*What you should do*: Within the records below is a range that opens at the line with "Query: red strawberry" and closes at the line with "Provide one point per instance of the fork tine, each". Return that range word for word, both ends included, and only that range.
[[ Supplied records, beginning ]]
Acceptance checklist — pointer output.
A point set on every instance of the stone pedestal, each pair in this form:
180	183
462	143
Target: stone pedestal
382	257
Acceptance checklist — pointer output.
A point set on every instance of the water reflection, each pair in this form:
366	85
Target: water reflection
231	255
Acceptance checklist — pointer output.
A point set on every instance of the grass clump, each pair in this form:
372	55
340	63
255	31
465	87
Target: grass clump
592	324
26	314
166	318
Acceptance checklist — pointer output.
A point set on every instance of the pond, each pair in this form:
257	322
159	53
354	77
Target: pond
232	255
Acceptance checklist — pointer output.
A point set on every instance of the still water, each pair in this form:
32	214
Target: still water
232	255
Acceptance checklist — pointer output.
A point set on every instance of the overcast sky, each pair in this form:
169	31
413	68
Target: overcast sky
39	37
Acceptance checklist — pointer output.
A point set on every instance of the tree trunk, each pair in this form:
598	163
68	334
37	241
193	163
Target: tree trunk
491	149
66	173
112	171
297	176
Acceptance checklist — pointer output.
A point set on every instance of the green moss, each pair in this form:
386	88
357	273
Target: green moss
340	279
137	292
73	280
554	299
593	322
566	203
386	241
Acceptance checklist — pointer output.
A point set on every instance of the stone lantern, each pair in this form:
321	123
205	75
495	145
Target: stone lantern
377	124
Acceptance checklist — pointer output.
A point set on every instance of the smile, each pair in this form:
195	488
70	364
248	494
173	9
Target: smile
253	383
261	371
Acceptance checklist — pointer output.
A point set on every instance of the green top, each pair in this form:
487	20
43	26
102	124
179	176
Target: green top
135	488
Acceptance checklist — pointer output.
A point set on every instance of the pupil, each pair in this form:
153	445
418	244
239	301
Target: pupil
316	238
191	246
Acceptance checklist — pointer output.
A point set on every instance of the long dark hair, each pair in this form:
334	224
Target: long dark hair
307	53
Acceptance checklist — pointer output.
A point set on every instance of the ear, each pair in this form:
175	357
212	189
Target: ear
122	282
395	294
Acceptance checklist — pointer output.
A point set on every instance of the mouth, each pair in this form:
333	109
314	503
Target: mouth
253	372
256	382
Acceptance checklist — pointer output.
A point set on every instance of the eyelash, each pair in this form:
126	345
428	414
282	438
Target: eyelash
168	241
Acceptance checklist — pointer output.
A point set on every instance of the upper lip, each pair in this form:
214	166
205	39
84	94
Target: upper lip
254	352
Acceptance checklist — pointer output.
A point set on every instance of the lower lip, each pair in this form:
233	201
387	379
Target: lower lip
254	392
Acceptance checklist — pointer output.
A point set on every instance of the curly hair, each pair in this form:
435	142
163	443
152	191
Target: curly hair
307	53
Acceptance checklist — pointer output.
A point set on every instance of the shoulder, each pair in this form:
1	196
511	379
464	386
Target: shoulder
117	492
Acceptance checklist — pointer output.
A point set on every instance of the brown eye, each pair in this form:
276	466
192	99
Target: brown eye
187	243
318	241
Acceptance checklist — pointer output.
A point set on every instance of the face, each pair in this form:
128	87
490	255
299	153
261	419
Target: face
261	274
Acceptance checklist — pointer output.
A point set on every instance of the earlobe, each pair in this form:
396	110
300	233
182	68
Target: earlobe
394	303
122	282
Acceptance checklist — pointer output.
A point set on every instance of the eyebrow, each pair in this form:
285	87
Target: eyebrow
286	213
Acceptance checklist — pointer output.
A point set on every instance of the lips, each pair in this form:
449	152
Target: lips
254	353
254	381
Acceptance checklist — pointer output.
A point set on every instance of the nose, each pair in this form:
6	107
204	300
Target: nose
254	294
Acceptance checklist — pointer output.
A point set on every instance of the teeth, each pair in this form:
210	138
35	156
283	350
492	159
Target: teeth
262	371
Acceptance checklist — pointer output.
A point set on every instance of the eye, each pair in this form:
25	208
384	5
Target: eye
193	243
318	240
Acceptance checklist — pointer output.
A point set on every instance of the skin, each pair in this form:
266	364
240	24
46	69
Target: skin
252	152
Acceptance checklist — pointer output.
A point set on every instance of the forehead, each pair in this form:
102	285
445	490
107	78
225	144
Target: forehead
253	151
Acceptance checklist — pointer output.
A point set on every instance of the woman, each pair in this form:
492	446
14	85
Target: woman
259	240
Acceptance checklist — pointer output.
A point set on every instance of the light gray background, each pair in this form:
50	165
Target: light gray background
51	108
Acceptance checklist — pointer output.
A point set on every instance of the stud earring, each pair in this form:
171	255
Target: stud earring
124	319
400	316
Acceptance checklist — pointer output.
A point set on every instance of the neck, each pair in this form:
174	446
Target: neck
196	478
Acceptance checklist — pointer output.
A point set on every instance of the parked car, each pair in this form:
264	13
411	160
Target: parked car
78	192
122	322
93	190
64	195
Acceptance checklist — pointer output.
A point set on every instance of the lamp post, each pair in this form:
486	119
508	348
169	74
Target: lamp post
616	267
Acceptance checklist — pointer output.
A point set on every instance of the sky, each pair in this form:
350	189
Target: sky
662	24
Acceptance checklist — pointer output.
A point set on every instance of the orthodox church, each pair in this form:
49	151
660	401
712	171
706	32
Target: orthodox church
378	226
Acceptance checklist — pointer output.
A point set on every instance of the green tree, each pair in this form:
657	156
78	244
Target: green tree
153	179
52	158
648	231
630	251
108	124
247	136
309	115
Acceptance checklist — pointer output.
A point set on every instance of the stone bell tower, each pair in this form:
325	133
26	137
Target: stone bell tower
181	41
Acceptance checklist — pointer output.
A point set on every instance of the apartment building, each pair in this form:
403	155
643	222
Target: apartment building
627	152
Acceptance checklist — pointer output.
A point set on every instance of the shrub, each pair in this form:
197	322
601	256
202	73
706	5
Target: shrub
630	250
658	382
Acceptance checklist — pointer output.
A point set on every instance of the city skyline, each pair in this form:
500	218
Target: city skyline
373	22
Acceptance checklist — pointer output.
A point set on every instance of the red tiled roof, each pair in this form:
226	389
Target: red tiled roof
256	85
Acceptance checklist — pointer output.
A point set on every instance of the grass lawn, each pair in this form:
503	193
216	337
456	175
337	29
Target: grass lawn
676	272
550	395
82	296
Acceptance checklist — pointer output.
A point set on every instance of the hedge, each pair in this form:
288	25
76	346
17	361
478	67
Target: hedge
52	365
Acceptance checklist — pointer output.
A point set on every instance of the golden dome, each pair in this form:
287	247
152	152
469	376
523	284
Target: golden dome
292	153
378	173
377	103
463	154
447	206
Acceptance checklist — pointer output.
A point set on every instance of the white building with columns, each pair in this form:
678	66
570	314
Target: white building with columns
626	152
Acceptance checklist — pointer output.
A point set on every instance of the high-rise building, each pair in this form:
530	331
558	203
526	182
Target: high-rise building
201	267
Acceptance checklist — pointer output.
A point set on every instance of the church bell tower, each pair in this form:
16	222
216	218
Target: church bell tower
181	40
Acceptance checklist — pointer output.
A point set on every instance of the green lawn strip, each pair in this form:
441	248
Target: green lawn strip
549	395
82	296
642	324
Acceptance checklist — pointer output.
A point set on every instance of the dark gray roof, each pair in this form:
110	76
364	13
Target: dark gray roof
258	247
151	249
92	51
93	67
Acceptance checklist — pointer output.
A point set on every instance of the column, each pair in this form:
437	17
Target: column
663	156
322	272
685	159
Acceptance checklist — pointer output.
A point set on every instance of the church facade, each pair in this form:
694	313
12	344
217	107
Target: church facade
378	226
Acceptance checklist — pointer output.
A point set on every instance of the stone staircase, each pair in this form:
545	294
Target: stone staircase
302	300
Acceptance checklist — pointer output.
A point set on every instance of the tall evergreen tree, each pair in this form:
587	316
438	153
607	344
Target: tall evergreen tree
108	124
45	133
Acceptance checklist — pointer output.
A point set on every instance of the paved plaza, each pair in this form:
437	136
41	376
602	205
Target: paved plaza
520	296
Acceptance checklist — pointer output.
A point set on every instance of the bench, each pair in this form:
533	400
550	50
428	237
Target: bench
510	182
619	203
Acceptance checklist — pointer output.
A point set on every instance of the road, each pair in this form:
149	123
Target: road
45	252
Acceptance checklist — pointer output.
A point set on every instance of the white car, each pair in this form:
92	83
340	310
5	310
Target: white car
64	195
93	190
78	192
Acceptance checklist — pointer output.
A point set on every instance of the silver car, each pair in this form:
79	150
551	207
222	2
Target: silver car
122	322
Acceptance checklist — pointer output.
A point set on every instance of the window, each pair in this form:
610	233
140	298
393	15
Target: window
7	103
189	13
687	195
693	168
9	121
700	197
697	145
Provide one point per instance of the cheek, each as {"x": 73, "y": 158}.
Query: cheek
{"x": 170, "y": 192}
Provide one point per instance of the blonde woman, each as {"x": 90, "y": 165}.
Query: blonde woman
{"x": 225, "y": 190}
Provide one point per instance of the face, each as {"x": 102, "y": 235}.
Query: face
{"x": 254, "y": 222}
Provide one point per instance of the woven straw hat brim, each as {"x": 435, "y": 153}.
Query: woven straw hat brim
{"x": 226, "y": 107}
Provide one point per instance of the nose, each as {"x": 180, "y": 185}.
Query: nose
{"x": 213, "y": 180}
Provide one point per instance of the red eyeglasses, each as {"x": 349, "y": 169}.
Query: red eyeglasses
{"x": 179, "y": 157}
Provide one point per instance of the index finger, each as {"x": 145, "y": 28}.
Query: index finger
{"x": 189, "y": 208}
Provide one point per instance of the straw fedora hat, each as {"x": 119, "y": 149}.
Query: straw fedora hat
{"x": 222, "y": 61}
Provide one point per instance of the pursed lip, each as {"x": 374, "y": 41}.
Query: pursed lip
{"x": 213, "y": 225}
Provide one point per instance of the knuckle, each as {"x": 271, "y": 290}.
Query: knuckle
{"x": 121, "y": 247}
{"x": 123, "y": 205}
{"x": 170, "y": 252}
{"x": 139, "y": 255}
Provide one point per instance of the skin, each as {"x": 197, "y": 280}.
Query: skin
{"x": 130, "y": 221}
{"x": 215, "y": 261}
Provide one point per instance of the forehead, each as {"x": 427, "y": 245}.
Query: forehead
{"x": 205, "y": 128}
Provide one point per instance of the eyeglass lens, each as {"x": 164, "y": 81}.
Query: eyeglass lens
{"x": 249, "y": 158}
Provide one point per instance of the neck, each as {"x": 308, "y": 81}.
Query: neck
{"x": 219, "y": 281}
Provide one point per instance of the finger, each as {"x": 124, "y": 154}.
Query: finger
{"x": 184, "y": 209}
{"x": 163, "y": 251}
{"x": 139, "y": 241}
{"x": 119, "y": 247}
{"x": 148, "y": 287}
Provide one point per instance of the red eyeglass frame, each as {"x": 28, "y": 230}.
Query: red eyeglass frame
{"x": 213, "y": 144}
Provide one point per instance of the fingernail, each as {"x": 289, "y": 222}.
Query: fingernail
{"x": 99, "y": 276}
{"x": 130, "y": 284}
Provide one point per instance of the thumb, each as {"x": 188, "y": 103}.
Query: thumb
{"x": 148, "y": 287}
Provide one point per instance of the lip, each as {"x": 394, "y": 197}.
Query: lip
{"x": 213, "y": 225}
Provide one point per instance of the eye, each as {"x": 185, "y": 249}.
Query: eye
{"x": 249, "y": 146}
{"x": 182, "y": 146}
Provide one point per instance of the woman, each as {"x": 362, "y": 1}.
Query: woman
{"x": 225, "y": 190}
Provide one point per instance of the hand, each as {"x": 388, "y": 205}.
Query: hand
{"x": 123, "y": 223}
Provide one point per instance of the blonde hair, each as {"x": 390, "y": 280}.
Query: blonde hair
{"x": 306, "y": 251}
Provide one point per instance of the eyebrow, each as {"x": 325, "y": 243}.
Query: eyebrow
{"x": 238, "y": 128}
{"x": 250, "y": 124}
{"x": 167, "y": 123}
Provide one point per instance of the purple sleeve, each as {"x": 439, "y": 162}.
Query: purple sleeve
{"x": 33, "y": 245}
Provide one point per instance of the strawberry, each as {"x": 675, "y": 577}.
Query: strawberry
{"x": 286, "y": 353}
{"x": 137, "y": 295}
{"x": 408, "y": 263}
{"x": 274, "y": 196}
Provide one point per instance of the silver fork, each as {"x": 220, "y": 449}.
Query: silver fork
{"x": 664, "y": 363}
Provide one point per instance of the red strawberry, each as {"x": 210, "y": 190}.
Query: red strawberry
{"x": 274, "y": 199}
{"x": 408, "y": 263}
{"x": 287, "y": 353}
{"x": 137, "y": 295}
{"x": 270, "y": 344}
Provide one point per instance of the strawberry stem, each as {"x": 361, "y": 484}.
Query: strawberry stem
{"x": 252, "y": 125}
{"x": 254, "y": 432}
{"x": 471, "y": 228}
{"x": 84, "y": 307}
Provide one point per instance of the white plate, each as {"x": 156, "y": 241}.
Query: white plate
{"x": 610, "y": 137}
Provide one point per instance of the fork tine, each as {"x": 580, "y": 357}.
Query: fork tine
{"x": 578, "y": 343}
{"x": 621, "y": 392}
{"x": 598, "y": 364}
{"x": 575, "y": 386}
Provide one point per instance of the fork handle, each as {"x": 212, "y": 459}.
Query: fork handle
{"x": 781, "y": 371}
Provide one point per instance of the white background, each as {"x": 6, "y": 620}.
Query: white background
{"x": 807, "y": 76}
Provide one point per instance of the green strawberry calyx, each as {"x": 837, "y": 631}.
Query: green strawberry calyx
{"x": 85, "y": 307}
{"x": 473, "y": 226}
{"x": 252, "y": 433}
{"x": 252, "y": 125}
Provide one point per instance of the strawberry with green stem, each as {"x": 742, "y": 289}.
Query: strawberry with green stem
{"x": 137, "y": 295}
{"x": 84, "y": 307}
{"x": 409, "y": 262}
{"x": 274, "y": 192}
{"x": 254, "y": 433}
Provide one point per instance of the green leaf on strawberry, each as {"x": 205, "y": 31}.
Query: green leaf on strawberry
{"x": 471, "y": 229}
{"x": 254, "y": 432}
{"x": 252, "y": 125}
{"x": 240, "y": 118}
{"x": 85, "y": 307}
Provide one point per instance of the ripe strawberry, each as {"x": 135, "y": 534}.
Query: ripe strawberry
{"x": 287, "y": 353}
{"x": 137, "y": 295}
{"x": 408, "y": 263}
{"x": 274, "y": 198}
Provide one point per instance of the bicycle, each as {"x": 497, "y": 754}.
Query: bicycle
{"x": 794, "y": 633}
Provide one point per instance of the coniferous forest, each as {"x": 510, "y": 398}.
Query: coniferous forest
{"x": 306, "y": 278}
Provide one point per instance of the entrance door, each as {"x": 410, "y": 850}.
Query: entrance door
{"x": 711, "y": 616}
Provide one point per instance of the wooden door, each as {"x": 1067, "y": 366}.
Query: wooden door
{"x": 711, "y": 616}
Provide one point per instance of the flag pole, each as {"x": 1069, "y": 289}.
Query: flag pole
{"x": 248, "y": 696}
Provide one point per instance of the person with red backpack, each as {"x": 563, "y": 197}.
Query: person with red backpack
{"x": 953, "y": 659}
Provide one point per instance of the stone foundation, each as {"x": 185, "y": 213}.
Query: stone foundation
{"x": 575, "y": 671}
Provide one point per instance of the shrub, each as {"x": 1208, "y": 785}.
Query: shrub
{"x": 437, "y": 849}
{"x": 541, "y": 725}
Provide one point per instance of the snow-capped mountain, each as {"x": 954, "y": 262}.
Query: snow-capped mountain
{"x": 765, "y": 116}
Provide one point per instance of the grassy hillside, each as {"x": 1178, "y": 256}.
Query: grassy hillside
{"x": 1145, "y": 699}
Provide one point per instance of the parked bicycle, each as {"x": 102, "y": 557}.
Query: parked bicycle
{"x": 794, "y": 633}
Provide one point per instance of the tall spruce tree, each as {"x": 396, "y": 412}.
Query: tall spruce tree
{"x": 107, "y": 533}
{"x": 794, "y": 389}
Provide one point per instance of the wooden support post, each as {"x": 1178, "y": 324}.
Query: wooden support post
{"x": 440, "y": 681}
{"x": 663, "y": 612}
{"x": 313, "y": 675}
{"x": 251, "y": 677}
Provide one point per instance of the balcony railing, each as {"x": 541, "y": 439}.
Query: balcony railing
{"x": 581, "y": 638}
[[ Supplied records, end ]]
*Written answer*:
Query: red strawberry
{"x": 274, "y": 199}
{"x": 408, "y": 263}
{"x": 287, "y": 353}
{"x": 137, "y": 295}
{"x": 270, "y": 344}
Provide one point per instance of the strawberry stem, each as {"x": 361, "y": 484}.
Query: strawberry stem
{"x": 252, "y": 125}
{"x": 254, "y": 432}
{"x": 471, "y": 228}
{"x": 84, "y": 307}
Provide one point per instance of the white plate, each as {"x": 156, "y": 241}.
Query: white plate
{"x": 610, "y": 137}
Provide one point per instance of the fork tine, each as {"x": 580, "y": 357}.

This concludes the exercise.